Tuesday, March 30, 2010

Spring Break - return of the marking

It's a teacher's horror movie!

Although, to be honest, I haven't done any marking yet. I've gone to the library, and I've dropped off my taxes, and now I'm worrying. It's odd that I would worry about my taxes - I'm a law-abiding person, except for that one stop-sign incident with the cute Mountie, but I'm always convinced that the Canadian version of Big Brother is just waiting for me to make a mistake so he can pounce. Is there a word for that feeling, when you've done nothing wrong but you still feel guilty?

In other news, my riding helmet broke, and IRH is replacing it, no muss, no fuss. There are no words for how much I love good customer service.

AND, today the boy-child rode his bike to school. First time ever. Completely alone and unsupervised. I want to cry, and I'm so proud.

Monday, March 29, 2010

Back with a poem

Advice to the Young
Miriam Waddington

1
Keep bees and
grow asparagus,
watch the tides
and listen to the
wind instead of
the politicians
make up your own
stories and believe
them if you want to
live the good life.

2
All rituals
are instincts
never fully
trust them but
study to im-
prove biology
with reason.

→ SUPPLIED MATERIAL:
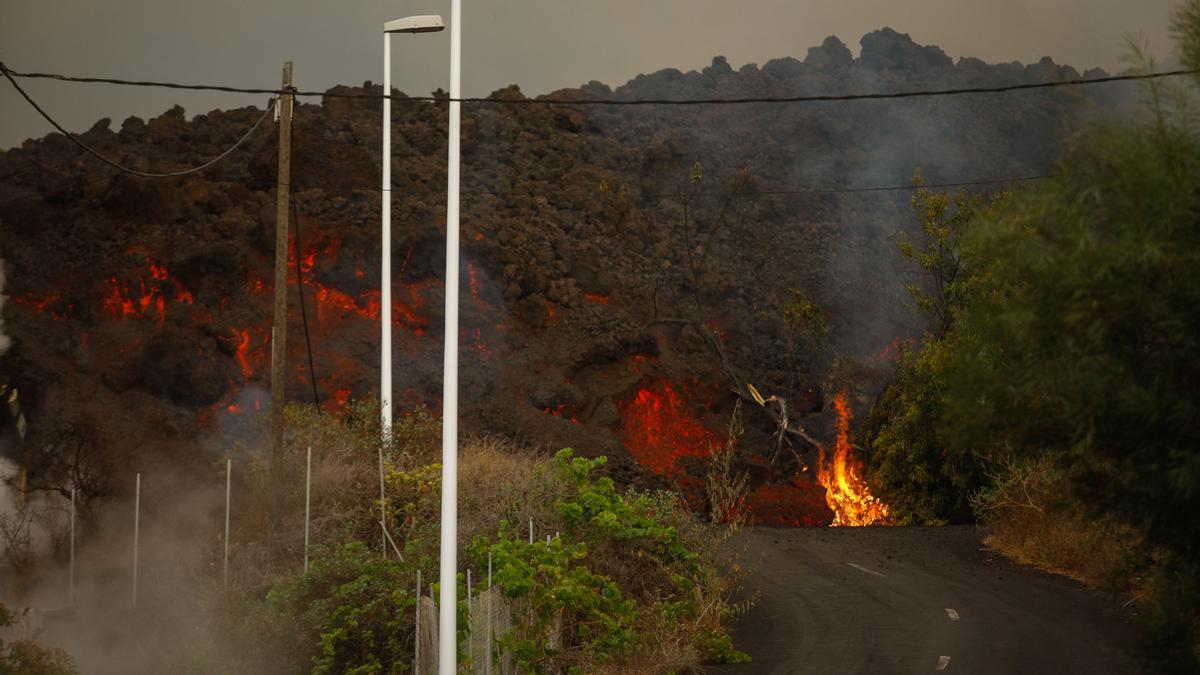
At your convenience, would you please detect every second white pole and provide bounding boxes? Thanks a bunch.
[133,473,142,607]
[304,446,312,574]
[438,0,462,675]
[379,32,391,432]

→ REQUIRED WORK: Can you set down the blog text word for word, starting at "Advice to the" and ending at "the good life."?

→ ANSWER TO THIS PROBLEM:
Advice to the Young
Miriam Waddington

1
Keep bees and
grow asparagus,
watch the tides
and listen to the
wind instead of
the politicians
make up your own
stories and believe
them if you want to
live the good life.